## [Text for analysis]
★ ★ ★ ★ ★

The region does not want to preserve the site, as it already has 60 others 

Jorge Vega, the head of the team that found the necropolis, talks about the town that they are looking for. "It can't be very far, just one or two kilometers," he says. "We have already marked out an area, but we have to get to it. We'll get started soon."

Vega says the Vicálvaro discovery is "very valuable" because it provides insight into life in the region many centuries ago.

"The general state of the necropolis was not very good," he adds. "When you open a grave, because of the weather conditions, it soon starts to deteriorate. They are rather hard to maintain in good condition, but there are elements that could definitely be preserved."

The regional government has rejected the idea of preserving the site on the basis that there are 60 others like it in the region, all dating from the same period, and all more accessible than the Vicálvaro cemetery. Two of them have already been turned into museums.

If construction work on the apartment blocks had already begun, this controversy might not even exist. The new Historical Heritage Law, approved last Thursday with the sole support of the ruling Popular Party (PP), eliminates the need for preventive archeological reports on planned construction sites, making it legal to build over historical sites that are not already officially registered as such.

The opposition and the region's archeologists believe the new regulation is tailor-made for the massive Eurovegas casino and entertainment project scheduled to be built in the capital.

This was the necropolis for a population center of around 500 people

On Monday, the Socialist Party demanded that the Vicálvaro necropolis be preserved. The city says it will do whatever regional authorities decide (both are ruled by the PP), but in February the PP's representatives on the city council refused to ask the region to declare the site a Bien de Interés Cultural - heritage of cultural interest - which would afford some degree of legal protection.

United Left representative José Gordo says authorities should turn this place into a museum "so that anyone who wants to can go visit it. At the next local festival there will be games for kids and talks to raise awareness about the site."

This area has also yielded remains from Roman times, the Middle Ages, the era of Islamic rule and other periods of Spanish history. "The definitive reports are not finished yet, and we still need to run DNA tests, but we can already state that this was the necropolis for a nearby population center of around 500 individuals," explains Vega. "We have not yet found any warriors, which means it was likely a community of farmers."

Saúl Martín, one of the archeologists who participated in the nearby dig at Los Berrocales, confirms that 16 centuries ago Vicálvaro was already a blue-collar district, just like it is today. "They were workers. We didn't find any spectacular buildings or lavish grave goods," he says during a visit to the Vicálvaro site.

"They were likely Hispanics who adopted Visigothic customs," says Vega about the early inhabitants of Vicálvaro. "Ethnically they were not Germanic peoples."

The dig chief also says that some of the human remains will be analyzed at a Danish university and others at a Spanish one to extract their DNA. Teeth will be examined to find out what these people ate.

The village was made up of houses with half-buried walls and a wooden roof. There might have been a church, but it would likely have been taken apart during the Arab invasions. "That's another interesting element that we want to find."

Inside the sarcophagi, archeologists found burial items made up of earrings, rings and brooches, which were transferred to the Regional Archeological Museum in Alcalá de Henares.

The graves are organized by families, "forming little groups," explains Vega. The coffins were made of wood with bronze nails, and all graves were carved along an east-to-west line, to mark sunup and sundown.

★ ★ ★ ★ ★

## [Records]
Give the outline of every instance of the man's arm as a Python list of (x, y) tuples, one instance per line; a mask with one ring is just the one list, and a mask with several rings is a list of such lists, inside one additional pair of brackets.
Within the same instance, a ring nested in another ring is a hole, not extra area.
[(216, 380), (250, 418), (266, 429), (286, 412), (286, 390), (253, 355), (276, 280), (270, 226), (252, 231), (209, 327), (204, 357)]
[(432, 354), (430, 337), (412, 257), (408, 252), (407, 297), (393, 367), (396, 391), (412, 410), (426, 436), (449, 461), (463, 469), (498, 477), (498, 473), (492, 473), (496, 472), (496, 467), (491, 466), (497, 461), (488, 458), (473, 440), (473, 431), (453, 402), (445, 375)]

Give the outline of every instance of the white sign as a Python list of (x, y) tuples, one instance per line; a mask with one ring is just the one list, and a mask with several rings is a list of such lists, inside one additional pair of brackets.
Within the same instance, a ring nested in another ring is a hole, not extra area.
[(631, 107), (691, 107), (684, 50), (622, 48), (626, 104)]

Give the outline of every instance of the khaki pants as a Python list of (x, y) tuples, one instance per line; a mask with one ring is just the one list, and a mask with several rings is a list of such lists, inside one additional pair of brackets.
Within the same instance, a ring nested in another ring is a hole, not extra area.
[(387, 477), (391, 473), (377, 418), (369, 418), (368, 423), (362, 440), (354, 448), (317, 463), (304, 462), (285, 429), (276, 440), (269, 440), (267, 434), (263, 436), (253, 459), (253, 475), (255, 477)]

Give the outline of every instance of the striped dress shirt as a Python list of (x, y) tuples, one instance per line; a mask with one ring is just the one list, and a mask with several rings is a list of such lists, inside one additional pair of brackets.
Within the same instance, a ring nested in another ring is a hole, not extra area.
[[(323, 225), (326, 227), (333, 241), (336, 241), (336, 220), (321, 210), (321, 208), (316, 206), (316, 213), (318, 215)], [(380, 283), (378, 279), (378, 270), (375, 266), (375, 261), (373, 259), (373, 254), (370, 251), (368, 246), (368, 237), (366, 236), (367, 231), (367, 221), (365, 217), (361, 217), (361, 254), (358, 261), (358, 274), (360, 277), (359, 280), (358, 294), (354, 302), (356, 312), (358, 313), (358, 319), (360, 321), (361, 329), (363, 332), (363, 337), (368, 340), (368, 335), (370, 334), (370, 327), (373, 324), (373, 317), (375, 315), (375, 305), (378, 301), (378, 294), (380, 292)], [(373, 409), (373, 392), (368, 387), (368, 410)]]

★ ★ ★ ★ ★

From the Vicálvaro necropolis article above, set down word for word the passage starting at "This area has" and ending at "the Vicálvaro site.".

This area has also yielded remains from Roman times, the Middle Ages, the era of Islamic rule and other periods of Spanish history. "The definitive reports are not finished yet, and we still need to run DNA tests, but we can already state that this was the necropolis for a nearby population center of around 500 individuals," explains Vega. "We have not yet found any warriors, which means it was likely a community of farmers."

Saúl Martín, one of the archeologists who participated in the nearby dig at Los Berrocales, confirms that 16 centuries ago Vicálvaro was already a blue-collar district, just like it is today. "They were workers. We didn't find any spectacular buildings or lavish grave goods," he says during a visit to the Vicálvaro site.